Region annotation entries
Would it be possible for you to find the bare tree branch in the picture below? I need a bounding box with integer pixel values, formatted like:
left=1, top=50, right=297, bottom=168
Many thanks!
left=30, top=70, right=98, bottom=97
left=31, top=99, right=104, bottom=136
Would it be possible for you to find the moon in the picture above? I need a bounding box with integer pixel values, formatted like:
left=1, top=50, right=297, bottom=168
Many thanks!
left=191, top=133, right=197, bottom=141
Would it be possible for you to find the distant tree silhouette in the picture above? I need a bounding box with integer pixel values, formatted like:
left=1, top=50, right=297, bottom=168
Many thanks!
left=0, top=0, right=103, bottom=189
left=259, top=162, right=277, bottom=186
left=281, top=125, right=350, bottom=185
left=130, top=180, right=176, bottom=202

What the task asks
Output the records above as a two-column CSV with headers "request" and "answer", one row per record. Put each value in one quoted field, with line breaks replaced by spaces.

Complete response
request,answer
"Would it be possible for you to find the bare tree branch in the picture below? I need a bounding box with integer pixel values, formatted like: left=1, top=50, right=297, bottom=168 Many thanks!","left=30, top=70, right=98, bottom=97 left=31, top=99, right=104, bottom=136"
"Would it be possible for you to find the moon in the picture above? I need a bounding box with integer pixel values, formatted like: left=1, top=50, right=297, bottom=168 Many thanks!","left=191, top=133, right=197, bottom=141"
"Would it be possible for you to find the distant tree silhouette in the picture above? I need a bounding box with integer pixel values, formatted like: left=1, top=50, right=297, bottom=168 Many thanks!","left=0, top=0, right=103, bottom=189 left=259, top=162, right=277, bottom=186 left=281, top=125, right=350, bottom=185 left=130, top=180, right=176, bottom=202"